— start —
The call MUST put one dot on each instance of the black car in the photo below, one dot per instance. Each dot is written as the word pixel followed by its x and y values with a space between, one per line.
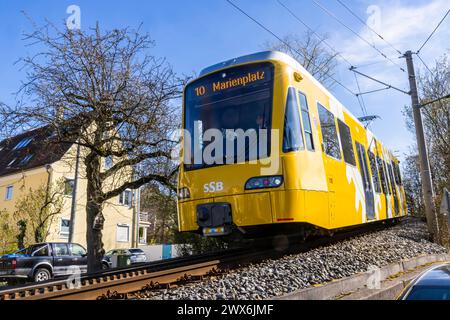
pixel 434 284
pixel 43 261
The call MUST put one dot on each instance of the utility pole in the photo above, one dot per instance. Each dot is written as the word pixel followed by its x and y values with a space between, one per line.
pixel 73 209
pixel 425 173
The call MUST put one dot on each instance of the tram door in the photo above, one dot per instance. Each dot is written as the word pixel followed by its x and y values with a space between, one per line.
pixel 367 184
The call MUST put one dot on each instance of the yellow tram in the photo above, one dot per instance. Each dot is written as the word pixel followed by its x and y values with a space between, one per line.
pixel 296 159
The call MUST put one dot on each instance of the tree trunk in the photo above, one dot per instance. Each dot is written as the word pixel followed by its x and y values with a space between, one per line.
pixel 94 215
pixel 94 236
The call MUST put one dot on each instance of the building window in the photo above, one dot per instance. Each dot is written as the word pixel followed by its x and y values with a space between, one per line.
pixel 329 134
pixel 306 122
pixel 23 143
pixel 123 233
pixel 69 185
pixel 109 162
pixel 64 228
pixel 61 249
pixel 9 193
pixel 293 137
pixel 347 143
pixel 25 160
pixel 11 163
pixel 125 198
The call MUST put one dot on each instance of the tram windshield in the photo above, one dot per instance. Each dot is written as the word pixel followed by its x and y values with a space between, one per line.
pixel 227 106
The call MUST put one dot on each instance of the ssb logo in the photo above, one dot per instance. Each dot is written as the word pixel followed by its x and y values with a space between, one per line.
pixel 213 187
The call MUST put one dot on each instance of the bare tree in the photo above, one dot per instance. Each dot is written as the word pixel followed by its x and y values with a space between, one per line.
pixel 311 53
pixel 106 93
pixel 433 84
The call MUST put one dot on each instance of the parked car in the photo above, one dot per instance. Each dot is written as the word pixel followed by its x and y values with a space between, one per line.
pixel 136 256
pixel 43 261
pixel 433 284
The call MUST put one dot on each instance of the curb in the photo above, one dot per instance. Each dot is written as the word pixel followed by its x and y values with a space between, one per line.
pixel 350 284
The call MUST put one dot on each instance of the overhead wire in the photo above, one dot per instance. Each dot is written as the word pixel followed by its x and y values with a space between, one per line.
pixel 357 34
pixel 434 31
pixel 285 43
pixel 370 28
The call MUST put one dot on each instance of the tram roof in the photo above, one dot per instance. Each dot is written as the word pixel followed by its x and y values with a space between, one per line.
pixel 283 57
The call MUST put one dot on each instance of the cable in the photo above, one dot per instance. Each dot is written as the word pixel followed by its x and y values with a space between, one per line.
pixel 313 32
pixel 359 96
pixel 284 42
pixel 429 37
pixel 357 34
pixel 364 23
pixel 423 62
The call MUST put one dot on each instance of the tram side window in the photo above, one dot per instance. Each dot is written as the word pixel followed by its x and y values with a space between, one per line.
pixel 306 122
pixel 347 143
pixel 293 137
pixel 388 178
pixel 382 176
pixel 329 134
pixel 398 176
pixel 375 176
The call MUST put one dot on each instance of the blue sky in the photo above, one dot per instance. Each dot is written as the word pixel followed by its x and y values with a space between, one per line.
pixel 195 34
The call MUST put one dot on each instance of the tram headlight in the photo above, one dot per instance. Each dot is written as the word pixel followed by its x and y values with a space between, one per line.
pixel 264 182
pixel 184 193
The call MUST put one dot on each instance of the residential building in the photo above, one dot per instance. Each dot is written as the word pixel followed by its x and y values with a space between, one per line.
pixel 33 159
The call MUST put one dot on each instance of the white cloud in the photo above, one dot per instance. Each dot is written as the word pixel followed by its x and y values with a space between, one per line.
pixel 406 25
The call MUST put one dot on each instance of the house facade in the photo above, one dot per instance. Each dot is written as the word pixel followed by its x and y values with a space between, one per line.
pixel 30 160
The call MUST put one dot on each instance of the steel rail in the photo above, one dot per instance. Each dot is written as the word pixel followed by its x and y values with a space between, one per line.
pixel 120 282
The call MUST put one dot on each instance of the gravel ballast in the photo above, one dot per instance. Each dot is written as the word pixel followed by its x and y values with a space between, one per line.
pixel 293 272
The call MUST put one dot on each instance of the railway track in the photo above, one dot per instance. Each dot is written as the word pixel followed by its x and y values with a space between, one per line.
pixel 120 283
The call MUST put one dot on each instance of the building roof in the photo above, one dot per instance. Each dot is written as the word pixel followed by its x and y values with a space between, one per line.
pixel 30 150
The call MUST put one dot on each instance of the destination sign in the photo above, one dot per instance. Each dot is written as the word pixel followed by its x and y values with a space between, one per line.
pixel 232 83
pixel 230 80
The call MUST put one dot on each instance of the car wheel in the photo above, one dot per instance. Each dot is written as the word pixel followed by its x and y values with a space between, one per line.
pixel 42 275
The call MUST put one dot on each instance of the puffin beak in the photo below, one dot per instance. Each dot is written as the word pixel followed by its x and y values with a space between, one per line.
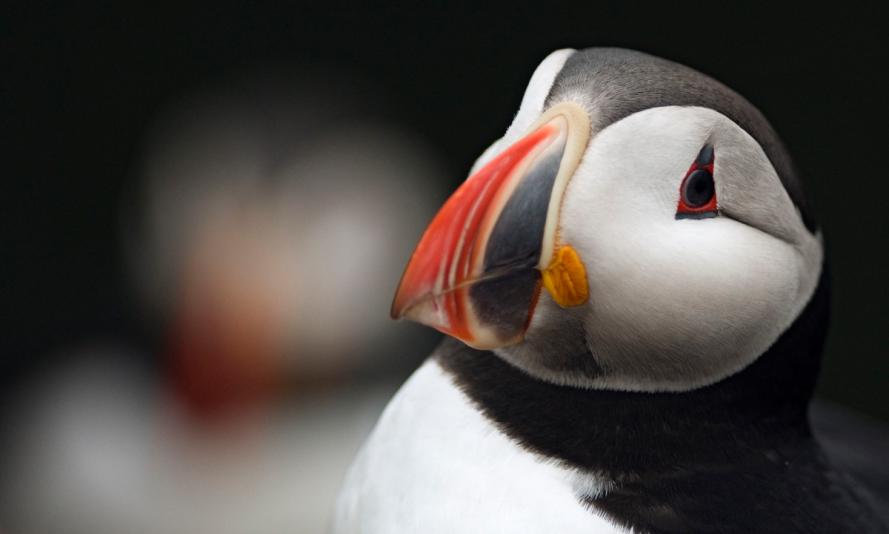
pixel 477 271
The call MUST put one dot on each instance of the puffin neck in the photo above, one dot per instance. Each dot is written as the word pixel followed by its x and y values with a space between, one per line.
pixel 618 433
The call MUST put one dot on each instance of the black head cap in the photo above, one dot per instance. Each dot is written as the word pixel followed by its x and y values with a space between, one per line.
pixel 618 83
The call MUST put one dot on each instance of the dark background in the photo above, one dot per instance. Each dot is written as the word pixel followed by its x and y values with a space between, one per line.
pixel 81 84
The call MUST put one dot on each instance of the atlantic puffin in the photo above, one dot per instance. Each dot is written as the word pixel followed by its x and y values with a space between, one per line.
pixel 635 297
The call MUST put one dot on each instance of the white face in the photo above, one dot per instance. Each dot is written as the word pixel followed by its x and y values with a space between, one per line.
pixel 674 303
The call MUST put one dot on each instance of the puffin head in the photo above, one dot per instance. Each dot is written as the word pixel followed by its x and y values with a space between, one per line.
pixel 638 227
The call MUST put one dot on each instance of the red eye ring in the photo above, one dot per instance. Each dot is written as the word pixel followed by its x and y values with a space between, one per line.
pixel 697 193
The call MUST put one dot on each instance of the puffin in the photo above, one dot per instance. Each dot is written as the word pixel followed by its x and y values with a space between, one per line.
pixel 635 297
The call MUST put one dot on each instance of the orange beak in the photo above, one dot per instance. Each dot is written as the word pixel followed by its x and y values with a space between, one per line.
pixel 476 273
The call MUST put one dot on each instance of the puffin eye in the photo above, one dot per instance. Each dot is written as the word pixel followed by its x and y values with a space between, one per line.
pixel 697 194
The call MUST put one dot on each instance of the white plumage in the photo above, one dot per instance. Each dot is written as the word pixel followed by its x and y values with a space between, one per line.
pixel 435 464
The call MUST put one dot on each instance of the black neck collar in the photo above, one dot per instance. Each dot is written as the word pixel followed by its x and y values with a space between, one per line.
pixel 617 433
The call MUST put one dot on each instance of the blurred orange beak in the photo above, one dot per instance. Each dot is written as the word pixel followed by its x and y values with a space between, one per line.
pixel 477 271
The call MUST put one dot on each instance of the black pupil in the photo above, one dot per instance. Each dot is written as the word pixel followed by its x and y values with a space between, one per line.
pixel 699 188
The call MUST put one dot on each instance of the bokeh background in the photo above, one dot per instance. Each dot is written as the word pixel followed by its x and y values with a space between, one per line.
pixel 205 211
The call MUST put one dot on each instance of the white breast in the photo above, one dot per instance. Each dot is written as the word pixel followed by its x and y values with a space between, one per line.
pixel 435 464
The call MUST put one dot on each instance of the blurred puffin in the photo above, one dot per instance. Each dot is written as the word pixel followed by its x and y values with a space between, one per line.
pixel 636 291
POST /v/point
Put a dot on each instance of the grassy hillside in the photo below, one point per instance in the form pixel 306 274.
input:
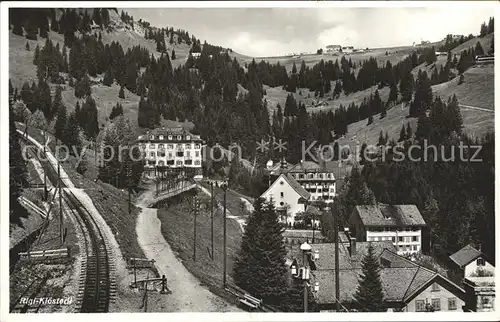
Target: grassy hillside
pixel 395 54
pixel 485 43
pixel 275 95
pixel 477 90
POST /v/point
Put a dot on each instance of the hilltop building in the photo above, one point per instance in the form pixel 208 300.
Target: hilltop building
pixel 400 224
pixel 316 179
pixel 173 148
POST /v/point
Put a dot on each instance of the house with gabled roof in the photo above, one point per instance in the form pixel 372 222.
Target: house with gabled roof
pixel 401 224
pixel 288 197
pixel 472 262
pixel 406 285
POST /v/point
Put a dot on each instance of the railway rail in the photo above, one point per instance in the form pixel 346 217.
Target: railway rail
pixel 96 285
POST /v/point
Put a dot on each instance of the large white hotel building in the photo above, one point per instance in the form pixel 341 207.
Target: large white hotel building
pixel 171 147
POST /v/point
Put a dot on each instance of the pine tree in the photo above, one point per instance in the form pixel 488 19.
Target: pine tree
pixel 17 176
pixel 369 296
pixel 402 134
pixel 409 132
pixel 121 94
pixel 61 120
pixel 479 49
pixel 262 256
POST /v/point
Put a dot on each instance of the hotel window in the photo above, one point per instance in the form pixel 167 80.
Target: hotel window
pixel 420 306
pixel 436 304
pixel 452 304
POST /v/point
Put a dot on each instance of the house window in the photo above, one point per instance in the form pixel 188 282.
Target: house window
pixel 436 304
pixel 420 305
pixel 452 304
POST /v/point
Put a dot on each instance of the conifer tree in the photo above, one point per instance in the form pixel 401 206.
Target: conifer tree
pixel 260 265
pixel 121 94
pixel 369 296
pixel 402 134
pixel 17 176
pixel 61 120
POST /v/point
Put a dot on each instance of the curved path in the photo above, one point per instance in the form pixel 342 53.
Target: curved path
pixel 187 293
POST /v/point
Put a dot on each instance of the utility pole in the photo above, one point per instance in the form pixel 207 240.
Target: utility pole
pixel 225 259
pixel 45 190
pixel 337 266
pixel 212 216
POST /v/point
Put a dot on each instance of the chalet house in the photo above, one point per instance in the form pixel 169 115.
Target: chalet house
pixel 407 286
pixel 348 49
pixel 472 262
pixel 288 197
pixel 400 224
pixel 318 180
pixel 173 148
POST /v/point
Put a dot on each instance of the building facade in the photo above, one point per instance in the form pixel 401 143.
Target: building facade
pixel 171 148
pixel 315 179
pixel 400 224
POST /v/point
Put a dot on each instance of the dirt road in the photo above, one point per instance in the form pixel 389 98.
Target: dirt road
pixel 187 293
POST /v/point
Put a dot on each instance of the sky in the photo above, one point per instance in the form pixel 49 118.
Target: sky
pixel 260 32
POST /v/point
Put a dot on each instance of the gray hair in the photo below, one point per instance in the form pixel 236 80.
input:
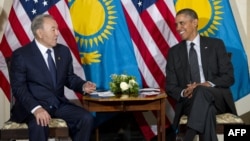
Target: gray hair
pixel 37 22
pixel 189 12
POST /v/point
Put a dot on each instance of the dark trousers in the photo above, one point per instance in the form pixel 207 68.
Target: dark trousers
pixel 79 122
pixel 202 109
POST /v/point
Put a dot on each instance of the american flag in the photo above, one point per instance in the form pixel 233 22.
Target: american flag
pixel 152 30
pixel 18 33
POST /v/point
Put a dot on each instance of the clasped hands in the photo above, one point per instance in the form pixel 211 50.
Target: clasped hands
pixel 43 117
pixel 89 87
pixel 188 92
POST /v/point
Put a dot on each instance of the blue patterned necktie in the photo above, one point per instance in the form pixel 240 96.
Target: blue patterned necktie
pixel 52 66
pixel 194 66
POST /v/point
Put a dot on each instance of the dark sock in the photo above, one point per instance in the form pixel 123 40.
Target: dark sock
pixel 190 134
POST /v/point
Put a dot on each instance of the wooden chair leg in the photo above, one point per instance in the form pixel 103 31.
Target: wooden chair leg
pixel 97 134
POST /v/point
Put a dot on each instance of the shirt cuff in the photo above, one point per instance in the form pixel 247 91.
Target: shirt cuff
pixel 34 109
pixel 212 84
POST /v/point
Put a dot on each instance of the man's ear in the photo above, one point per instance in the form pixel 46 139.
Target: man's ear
pixel 39 33
pixel 195 22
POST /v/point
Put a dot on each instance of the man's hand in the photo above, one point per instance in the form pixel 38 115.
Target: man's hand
pixel 42 117
pixel 188 92
pixel 89 87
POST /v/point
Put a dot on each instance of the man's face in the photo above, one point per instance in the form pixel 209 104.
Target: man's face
pixel 49 33
pixel 186 26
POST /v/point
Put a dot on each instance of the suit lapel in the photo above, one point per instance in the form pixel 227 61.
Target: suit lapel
pixel 204 55
pixel 42 64
pixel 184 59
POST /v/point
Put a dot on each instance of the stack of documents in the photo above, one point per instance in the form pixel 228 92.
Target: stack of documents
pixel 150 91
pixel 103 94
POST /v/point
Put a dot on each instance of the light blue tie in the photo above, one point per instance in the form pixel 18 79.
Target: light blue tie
pixel 194 66
pixel 52 67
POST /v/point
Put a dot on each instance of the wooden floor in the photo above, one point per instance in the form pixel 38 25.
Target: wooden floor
pixel 120 127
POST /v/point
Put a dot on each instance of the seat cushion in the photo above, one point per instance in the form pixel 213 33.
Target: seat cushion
pixel 226 118
pixel 55 122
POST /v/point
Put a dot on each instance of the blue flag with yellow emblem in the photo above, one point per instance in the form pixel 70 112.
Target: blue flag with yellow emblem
pixel 103 39
pixel 216 20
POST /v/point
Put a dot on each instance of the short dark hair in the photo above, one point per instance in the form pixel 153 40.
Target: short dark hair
pixel 189 12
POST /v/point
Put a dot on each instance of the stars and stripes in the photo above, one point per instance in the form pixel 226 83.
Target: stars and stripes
pixel 152 30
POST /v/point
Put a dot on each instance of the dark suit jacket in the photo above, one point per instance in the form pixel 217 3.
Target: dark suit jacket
pixel 216 65
pixel 31 81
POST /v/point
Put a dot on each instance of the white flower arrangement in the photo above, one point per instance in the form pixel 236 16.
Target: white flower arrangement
pixel 124 84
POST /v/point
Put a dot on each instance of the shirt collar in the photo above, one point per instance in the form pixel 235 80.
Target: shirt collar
pixel 42 48
pixel 196 40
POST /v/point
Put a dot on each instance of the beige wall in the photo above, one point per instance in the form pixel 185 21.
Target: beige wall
pixel 241 14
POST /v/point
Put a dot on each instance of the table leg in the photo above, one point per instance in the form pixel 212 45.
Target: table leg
pixel 161 124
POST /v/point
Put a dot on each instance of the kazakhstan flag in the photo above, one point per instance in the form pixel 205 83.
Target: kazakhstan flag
pixel 103 39
pixel 216 20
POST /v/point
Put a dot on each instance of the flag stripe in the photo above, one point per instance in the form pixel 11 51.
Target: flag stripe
pixel 153 32
pixel 4 48
pixel 142 47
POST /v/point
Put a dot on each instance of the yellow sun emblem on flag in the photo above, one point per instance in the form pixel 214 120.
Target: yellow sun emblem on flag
pixel 92 21
pixel 209 13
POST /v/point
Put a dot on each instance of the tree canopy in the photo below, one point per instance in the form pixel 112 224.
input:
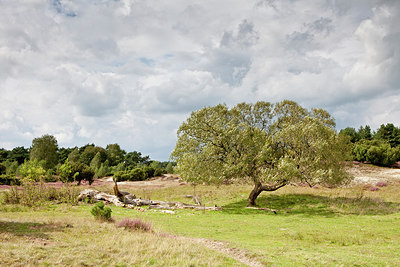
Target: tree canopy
pixel 45 149
pixel 270 145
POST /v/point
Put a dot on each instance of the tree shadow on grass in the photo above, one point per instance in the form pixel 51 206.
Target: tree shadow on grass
pixel 312 205
pixel 29 229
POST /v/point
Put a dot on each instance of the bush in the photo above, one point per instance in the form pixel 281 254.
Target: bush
pixel 135 225
pixel 100 212
pixel 377 152
pixel 3 169
pixel 9 179
pixel 35 194
pixel 31 171
pixel 136 174
pixel 70 172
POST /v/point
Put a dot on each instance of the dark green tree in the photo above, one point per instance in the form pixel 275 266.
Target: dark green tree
pixel 135 157
pixel 115 154
pixel 352 133
pixel 63 154
pixel 45 149
pixel 389 133
pixel 265 144
pixel 364 133
pixel 3 154
pixel 19 154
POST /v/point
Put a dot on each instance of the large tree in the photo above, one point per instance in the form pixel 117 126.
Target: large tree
pixel 45 149
pixel 266 144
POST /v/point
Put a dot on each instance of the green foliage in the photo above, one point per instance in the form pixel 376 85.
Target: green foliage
pixel 19 154
pixel 115 154
pixel 70 172
pixel 100 212
pixel 170 167
pixel 135 157
pixel 377 152
pixel 31 171
pixel 81 172
pixel 3 154
pixel 261 143
pixel 95 164
pixel 3 169
pixel 45 148
pixel 63 154
pixel 352 133
pixel 104 170
pixel 90 152
pixel 9 179
pixel 36 194
pixel 74 156
pixel 389 133
pixel 11 167
pixel 65 172
pixel 136 174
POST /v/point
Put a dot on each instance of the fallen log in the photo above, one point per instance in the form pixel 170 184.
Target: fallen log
pixel 128 200
pixel 266 209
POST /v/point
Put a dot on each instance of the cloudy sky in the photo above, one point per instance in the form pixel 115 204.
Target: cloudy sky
pixel 131 71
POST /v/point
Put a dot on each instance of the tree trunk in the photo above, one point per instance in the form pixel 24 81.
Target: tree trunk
— end —
DESCRIPTION OF THE TASK >> Please reproduce the items above word for word, from the line with "the puffin in" up to and including the line with "pixel 699 188".

ANSWER TO THIS PROBLEM >>
The call MUST put one dot on each instance of the puffin in the photo above, one dot per instance. Each dot is written as the word pixel followed by its x and y values with a space between, one per line.
pixel 635 297
The call MUST put one dot on each instance of the orange beak in the photo above, one dot per instance. Each dot is written as the word pixel followed by its x and y values with a space between, one per line.
pixel 476 273
The call MUST put one dot on each instance of the puffin eye in the photo above, one dot per instance. Each dot is written as the word pixel followed by its x and y values with a space between, one per line.
pixel 697 194
The call MUST put one dot on each instance of the white plumage in the photo above, one dot per instance. Each dot is written as the word pixel followed by its x and y values with a space between, one per line.
pixel 435 464
The call MUST put one dot on each instance of the black neck collar in the photo above, one dot per instance. Each dot is written as the word pixel followed by its x and y values with a space between, one per line.
pixel 617 433
The call MUST put one dot on each instance of the blurred orange beak in the photo above, one dot per instance. Each dot is written as the word pixel followed by its x and y values with a space between, one per line.
pixel 477 271
The call MUST put one dot on each instance of the black pupil in the photo above, one dot per instance. Each dot is written as the word pixel followed by its x and y values with a space between, one per line.
pixel 699 188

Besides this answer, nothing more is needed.